What lines below mention the word "door"? Copy each one.

*** Supplied records ***

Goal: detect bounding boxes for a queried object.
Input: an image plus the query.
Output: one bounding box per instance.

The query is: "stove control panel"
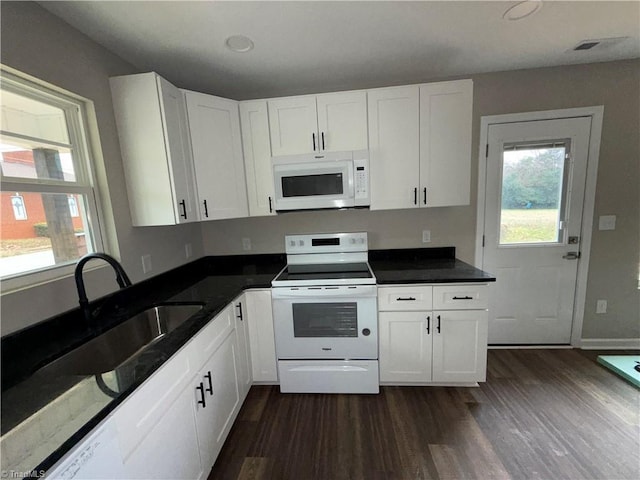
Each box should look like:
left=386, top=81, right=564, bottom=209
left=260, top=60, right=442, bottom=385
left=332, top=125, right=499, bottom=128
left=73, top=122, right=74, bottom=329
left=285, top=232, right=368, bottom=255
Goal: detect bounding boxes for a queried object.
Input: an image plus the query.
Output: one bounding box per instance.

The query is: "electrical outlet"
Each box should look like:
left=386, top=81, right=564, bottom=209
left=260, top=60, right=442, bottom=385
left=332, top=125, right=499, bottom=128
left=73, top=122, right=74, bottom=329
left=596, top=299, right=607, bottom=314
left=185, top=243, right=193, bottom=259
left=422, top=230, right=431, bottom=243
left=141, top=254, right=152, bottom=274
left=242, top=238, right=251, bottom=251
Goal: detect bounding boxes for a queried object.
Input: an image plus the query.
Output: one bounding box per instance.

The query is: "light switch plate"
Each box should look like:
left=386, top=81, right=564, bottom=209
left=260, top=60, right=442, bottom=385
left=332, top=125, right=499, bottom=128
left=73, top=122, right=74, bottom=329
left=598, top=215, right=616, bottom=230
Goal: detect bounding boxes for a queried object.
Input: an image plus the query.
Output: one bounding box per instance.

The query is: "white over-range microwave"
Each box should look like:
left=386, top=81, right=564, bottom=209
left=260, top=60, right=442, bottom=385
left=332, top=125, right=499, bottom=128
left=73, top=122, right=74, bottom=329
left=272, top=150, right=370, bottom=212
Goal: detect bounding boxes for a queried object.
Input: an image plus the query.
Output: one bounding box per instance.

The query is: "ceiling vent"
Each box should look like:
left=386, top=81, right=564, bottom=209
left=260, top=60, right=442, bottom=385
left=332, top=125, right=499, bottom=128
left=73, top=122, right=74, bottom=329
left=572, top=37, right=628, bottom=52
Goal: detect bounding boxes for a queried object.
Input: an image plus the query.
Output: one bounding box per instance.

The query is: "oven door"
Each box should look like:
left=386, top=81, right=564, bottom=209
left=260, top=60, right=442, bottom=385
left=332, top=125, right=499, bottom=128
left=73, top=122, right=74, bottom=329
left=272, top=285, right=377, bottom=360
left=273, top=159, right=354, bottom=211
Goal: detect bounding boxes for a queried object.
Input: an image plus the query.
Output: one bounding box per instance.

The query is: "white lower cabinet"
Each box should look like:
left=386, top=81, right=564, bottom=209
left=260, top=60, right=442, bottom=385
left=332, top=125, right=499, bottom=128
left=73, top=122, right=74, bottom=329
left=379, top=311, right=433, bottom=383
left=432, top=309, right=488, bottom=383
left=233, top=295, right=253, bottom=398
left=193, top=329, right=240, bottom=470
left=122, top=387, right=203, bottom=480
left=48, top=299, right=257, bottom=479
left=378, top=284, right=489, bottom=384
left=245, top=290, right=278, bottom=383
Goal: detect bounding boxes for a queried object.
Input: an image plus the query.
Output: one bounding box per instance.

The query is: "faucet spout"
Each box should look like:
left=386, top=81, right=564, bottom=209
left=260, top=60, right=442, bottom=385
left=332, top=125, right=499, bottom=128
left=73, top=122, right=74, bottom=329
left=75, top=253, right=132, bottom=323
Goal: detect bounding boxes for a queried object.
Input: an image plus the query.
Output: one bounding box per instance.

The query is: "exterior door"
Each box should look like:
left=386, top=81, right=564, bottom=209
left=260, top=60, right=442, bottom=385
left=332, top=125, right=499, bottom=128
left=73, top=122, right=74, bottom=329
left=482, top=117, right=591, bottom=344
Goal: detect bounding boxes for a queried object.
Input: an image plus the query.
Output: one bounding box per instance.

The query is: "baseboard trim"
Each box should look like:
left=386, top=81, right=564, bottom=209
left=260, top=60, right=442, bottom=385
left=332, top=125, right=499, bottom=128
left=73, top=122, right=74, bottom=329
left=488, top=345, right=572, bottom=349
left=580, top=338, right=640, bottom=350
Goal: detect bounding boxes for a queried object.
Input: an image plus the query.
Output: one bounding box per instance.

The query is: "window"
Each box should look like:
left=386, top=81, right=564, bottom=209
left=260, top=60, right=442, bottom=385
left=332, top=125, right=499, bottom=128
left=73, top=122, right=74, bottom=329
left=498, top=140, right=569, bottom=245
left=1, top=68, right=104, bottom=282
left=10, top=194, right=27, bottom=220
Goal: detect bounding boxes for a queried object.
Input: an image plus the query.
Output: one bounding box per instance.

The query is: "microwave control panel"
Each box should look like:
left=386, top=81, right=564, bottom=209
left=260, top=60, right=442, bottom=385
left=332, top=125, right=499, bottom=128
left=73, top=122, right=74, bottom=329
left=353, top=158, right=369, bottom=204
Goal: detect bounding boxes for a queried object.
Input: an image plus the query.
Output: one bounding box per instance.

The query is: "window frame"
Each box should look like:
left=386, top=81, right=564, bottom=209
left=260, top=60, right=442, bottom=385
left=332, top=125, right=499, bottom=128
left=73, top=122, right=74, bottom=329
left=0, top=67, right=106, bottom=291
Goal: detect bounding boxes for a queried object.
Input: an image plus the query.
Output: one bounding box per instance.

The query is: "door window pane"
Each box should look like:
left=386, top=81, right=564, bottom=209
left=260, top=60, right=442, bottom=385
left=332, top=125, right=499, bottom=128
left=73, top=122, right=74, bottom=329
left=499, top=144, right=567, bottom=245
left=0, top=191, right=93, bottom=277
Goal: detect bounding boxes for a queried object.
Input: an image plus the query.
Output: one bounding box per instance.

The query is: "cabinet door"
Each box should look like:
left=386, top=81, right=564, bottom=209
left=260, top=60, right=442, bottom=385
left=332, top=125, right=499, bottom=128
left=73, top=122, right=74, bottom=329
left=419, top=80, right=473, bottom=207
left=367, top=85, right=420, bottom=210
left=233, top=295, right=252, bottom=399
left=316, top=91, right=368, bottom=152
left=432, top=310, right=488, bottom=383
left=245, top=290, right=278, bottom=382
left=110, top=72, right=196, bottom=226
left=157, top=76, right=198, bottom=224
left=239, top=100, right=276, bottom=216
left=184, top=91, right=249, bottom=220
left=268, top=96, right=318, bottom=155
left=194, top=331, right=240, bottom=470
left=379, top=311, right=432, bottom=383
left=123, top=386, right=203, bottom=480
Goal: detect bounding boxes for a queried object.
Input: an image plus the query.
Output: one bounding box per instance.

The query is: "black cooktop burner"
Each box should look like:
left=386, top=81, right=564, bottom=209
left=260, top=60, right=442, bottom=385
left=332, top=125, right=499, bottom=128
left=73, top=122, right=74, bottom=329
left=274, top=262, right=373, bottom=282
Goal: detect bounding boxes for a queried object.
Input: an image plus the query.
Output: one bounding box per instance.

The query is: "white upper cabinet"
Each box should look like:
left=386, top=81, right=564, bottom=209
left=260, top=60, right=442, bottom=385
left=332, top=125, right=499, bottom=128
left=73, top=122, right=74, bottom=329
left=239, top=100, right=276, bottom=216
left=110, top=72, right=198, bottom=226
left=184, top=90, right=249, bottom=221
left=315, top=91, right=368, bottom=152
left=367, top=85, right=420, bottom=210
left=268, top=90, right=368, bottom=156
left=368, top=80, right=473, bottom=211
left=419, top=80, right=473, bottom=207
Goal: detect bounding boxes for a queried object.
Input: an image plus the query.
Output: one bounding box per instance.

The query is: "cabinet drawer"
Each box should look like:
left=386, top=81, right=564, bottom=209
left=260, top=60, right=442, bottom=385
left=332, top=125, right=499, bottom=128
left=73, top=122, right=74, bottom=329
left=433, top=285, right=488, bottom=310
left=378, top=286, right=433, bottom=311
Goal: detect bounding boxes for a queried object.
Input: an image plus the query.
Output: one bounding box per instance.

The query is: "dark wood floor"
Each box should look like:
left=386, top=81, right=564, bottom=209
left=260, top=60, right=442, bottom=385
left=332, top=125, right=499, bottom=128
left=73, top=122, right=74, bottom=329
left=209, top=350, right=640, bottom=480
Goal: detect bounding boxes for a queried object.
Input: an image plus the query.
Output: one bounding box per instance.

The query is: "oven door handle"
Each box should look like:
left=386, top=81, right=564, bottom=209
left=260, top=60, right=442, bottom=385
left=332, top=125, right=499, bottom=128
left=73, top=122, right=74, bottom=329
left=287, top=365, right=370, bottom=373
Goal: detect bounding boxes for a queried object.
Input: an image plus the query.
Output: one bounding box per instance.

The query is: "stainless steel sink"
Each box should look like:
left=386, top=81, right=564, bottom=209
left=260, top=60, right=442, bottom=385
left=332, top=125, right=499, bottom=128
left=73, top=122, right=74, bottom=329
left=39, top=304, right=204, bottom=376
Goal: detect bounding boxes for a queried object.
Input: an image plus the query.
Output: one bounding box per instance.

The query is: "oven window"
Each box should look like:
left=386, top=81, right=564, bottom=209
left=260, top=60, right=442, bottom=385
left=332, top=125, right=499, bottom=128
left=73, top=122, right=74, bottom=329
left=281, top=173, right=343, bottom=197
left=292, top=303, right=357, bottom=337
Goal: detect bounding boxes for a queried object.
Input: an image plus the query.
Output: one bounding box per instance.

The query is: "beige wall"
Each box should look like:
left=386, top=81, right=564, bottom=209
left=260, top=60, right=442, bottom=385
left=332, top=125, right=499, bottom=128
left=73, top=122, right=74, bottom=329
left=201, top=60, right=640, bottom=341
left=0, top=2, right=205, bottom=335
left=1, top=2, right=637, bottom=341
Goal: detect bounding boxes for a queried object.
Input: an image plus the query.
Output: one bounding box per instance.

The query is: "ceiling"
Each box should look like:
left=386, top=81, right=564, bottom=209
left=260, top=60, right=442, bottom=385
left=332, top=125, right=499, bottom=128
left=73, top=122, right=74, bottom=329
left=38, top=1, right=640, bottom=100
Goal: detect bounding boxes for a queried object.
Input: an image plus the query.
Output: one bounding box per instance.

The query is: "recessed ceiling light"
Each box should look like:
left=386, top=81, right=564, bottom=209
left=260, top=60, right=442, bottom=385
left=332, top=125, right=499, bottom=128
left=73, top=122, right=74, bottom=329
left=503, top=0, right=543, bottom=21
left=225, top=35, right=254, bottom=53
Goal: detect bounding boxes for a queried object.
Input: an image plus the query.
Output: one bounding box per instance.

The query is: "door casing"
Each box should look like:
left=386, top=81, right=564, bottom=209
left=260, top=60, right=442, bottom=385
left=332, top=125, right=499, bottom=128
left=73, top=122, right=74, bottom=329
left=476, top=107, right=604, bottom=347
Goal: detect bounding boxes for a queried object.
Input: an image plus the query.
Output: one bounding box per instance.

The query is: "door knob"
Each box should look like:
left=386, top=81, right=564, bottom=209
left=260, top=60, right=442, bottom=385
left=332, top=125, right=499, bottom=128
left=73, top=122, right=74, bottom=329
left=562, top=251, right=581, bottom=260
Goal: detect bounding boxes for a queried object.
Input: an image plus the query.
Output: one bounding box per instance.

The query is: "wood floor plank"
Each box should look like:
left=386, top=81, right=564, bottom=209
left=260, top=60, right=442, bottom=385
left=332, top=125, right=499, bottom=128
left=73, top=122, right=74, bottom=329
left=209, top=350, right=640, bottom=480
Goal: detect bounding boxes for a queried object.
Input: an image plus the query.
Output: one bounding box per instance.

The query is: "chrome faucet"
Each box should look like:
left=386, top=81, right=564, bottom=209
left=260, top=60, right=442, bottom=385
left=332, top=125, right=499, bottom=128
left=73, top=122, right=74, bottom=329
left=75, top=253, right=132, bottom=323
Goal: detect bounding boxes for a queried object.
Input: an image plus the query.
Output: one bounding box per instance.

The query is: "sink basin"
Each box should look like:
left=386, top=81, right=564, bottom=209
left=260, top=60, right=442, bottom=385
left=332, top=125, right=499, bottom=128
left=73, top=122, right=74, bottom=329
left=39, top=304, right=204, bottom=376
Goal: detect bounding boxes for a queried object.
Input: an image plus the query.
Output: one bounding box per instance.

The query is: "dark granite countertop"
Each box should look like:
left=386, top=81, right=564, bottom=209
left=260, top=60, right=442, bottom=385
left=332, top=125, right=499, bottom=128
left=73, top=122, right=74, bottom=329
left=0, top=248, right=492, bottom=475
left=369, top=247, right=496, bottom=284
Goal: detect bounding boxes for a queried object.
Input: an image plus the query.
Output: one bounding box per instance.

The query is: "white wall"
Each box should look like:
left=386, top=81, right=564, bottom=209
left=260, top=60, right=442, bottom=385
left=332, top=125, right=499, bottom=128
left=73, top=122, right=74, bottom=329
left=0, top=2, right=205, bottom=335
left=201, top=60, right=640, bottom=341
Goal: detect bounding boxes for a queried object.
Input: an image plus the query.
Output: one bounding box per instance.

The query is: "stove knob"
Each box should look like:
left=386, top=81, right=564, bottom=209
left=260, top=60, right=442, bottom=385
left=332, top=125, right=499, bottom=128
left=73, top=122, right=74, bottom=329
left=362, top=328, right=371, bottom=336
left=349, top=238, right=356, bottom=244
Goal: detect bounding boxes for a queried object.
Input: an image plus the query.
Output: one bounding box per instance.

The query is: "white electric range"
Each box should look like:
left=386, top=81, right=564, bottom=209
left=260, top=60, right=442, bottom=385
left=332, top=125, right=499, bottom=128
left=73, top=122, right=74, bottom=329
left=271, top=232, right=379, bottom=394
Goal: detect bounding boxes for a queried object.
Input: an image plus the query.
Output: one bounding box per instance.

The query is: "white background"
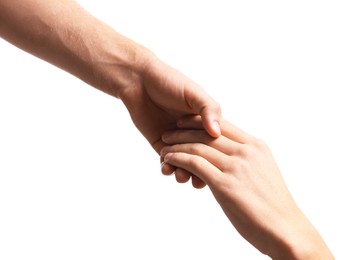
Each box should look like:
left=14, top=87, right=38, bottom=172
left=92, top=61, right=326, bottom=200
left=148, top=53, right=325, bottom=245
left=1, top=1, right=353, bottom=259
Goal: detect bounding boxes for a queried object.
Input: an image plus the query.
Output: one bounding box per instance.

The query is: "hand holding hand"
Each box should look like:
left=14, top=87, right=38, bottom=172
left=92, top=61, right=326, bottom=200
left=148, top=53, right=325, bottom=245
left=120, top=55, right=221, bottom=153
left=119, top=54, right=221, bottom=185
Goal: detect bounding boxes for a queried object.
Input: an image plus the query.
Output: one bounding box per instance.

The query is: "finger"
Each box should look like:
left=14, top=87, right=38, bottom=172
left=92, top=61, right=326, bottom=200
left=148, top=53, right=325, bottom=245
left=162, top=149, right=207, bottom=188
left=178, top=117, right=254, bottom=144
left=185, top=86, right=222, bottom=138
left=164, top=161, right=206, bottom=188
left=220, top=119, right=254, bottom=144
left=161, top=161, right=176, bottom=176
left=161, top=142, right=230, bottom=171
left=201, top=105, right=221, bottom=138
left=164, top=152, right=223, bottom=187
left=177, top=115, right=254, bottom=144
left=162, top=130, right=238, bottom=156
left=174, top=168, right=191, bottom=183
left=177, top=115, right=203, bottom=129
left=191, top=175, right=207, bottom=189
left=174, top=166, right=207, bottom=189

***

Result:
The query is: "oven door"
The query is: "exterior door"
The query is: "door window pane"
The query is: "cabinet door"
The query is: "oven door handle"
The query is: "door casing"
The query is: "door knob"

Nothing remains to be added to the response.